■ YOUR TASKS
(a) In the adoption post, what did the couple stop into a candy store to buy for E?
(b) Return every line of the records that contains the word "saddle".

■ EXCERPTED TEXT
◆ ◆ ◆ ◆

Later that night when we were over laughing/crying/ranting about the waitress' inappropriate comments and saying how they should owe us free Pu-Pu Platters for life, we were strolling around and stopped into a candy store to get E some dots.  You know, the candy dots on a strip of paper where you are really eating a little candy and a lot of paper.  Those.  P quietly asked me if I was OK, knowing that this issue bugs me-well, us--sometimes.  I looked at E holding on to her dots for dear life, her cute little tongue all blue and smiled, "Yes, I'm great."  I turned around and noticed a lovely woman gazing at E, too.  The woman said, "She's gorgeous-look at those eyes!  Is she from China?"  I replied, "Thanks, and yes, she's originally from China."  The woman, who was leaning against the candy counter turned around revealing herself and said, "I looked into adopting from China, too, and then this finally happened," as she pointed at her huge pregnant belly.  P and I smiled at her and at each other, took each other's hand, and strolled our sticky-fingered, blue-tongued little angel (OK, sometimes devil) out of the store, shaking our heads.

That's a beautiful thing for you, but we chose something equally as beautiful.  Adoption.  Yes...First.

Okay, picture.
Cabana girl, Labor Day 2012, Cape Cod.


The Jiu Jiu said...

A very well-written post -- thank you. My sister very carefully, very methodically, after much research & soul-searching, specifically chose adoption (and single motherhood). So far the family has garnered only a handful of negative comments and only slightly more dumb/stupid/misinformed comments but we expect to hear quite a few more over the coming years.
Rather than type an overly-long comment here, I'm going to put a comment on my blog (with a link to your post). Not everyone is "cuckoo" but E certainly called it. :-)

Kelly said...

Um, you better get that baby out of the sun;) I find that I often just need to smile and move on. E is so blessed to have a mama and baba that chose HER! You all are equally blessed to bring a child into your hearts and love her forever! Many who have never adopted or known someone who has, cannot understand the idea that our children are literally grafted into us and become part of us. For us there is literally no distinction between Kate and our boys. In fact, I do not even see her as "Chinese". She is simply Kate the Great, our daughter. Great post!!!

Sylvia said...

Another first adopter over here! We don't look like it though because of a incredibly long process and some failed birth control our "first" child has an older brother. LOL. But I totally get what you mean. It was the WORST when I was pregnant and every one assumed we would "stop all this silly adoption nonsense" once we looked into the eyes of our "real child". The whole thing felt like a complete betrayal of my daughter. Fast forward and having two children who are so close in age people think they are some sort of odd set of twins it's like our real choice is plain to see. People put two and two together and realize that we did not "settle" on adoption but made a choice. Now we get a lot of comments about how great we are to have done this. I once found a t shirt that said "first choice adopters do IT for Fun!" Maybe you need to make your selves up some t shirts :)

◆ ◆ ◆ ◆

[Rows from a box labeling dataset]
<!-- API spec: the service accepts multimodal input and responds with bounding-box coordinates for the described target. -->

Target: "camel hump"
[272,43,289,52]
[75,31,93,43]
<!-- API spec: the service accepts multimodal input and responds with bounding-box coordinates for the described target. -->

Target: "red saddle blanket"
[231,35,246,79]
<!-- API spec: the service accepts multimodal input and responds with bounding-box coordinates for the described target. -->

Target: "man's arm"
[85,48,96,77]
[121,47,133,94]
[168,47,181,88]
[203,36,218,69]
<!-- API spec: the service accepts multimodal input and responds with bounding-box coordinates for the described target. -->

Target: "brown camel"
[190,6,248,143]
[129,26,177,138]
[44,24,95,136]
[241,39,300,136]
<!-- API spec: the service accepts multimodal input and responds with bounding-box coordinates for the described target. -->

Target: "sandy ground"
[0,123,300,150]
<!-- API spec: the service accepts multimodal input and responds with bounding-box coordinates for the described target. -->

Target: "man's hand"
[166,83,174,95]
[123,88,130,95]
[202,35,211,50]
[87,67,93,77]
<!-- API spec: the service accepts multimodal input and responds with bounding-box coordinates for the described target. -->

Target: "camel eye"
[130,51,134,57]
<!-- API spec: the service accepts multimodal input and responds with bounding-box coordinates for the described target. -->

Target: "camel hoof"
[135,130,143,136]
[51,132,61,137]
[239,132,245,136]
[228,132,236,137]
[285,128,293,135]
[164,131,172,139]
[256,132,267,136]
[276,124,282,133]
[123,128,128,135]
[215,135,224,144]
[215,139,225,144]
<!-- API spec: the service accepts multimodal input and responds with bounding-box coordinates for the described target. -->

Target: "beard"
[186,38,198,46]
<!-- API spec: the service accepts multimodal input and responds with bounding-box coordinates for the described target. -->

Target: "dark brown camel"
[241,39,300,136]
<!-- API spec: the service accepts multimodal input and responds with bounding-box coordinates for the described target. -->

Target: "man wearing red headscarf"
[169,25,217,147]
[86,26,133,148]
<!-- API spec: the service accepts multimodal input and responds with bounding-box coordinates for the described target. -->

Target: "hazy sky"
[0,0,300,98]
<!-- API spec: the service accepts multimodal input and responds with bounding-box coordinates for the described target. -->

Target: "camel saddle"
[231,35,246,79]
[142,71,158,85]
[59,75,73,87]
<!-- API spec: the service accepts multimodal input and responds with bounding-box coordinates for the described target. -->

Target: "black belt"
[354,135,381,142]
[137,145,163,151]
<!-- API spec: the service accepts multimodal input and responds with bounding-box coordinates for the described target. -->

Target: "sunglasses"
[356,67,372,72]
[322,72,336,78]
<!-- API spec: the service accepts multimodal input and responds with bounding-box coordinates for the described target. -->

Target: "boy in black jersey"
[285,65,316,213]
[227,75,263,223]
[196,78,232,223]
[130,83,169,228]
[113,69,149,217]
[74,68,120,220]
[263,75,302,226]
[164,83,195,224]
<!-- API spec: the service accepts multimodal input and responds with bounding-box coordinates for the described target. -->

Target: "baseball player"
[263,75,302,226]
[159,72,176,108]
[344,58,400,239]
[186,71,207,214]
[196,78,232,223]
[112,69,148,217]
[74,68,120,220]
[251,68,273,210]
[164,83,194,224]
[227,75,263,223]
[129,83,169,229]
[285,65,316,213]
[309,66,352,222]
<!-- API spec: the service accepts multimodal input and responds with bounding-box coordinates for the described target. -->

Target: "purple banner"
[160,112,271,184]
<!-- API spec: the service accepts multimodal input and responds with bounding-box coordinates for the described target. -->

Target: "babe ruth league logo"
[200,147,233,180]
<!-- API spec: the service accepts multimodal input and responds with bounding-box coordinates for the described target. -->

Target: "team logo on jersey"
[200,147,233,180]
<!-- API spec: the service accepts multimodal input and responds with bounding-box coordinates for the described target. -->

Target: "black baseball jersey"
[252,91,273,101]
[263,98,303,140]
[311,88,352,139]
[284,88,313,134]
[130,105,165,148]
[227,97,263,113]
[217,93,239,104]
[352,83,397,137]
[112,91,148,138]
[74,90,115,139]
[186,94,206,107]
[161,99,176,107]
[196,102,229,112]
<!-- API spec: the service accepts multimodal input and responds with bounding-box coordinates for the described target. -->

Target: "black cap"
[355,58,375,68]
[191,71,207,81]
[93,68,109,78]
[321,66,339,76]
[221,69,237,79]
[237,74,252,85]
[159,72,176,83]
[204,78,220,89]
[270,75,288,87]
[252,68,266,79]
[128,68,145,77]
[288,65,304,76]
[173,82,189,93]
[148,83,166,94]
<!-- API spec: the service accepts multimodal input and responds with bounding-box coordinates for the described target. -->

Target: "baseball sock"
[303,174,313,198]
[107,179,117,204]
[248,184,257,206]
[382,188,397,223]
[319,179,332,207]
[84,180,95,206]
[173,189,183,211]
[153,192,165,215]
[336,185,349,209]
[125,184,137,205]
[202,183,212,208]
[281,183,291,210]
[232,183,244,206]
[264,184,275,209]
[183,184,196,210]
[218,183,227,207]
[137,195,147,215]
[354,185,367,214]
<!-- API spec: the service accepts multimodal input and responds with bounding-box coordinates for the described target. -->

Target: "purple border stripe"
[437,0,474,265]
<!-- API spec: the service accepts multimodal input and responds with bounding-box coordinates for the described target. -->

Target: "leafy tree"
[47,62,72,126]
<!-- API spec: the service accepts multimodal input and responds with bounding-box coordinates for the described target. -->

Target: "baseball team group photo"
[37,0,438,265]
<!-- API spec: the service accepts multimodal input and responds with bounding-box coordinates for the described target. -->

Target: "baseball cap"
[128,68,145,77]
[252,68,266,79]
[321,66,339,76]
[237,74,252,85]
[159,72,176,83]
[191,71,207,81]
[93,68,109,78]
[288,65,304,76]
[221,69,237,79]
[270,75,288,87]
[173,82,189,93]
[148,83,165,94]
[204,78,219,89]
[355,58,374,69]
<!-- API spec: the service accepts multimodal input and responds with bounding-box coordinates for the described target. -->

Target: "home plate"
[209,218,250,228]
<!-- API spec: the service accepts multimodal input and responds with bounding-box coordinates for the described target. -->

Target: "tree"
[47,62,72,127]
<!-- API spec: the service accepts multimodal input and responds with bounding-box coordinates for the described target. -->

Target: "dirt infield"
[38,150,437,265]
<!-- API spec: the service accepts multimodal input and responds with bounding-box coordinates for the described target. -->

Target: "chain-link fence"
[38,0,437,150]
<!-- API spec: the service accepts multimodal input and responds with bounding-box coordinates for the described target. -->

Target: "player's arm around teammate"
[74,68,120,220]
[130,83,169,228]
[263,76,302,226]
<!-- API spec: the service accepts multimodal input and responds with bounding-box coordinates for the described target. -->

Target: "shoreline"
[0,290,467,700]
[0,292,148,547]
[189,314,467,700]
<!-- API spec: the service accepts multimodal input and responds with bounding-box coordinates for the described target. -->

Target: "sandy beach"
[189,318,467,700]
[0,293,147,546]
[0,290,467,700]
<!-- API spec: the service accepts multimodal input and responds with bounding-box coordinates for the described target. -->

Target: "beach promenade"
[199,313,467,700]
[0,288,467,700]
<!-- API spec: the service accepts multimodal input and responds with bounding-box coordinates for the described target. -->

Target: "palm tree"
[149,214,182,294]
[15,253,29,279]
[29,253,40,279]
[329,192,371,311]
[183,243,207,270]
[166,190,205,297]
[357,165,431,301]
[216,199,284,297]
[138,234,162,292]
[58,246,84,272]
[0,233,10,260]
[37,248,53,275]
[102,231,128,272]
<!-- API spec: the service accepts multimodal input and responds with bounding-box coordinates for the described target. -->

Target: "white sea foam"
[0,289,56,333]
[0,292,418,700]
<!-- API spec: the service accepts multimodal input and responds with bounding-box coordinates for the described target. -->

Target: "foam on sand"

◆ ◆ ◆ ◆

■ RESULTS FOR THE EXERCISE
(a) Candy dots on a strip of paper.

(b)
Target: "red saddle blanket"
Target: "camel saddle"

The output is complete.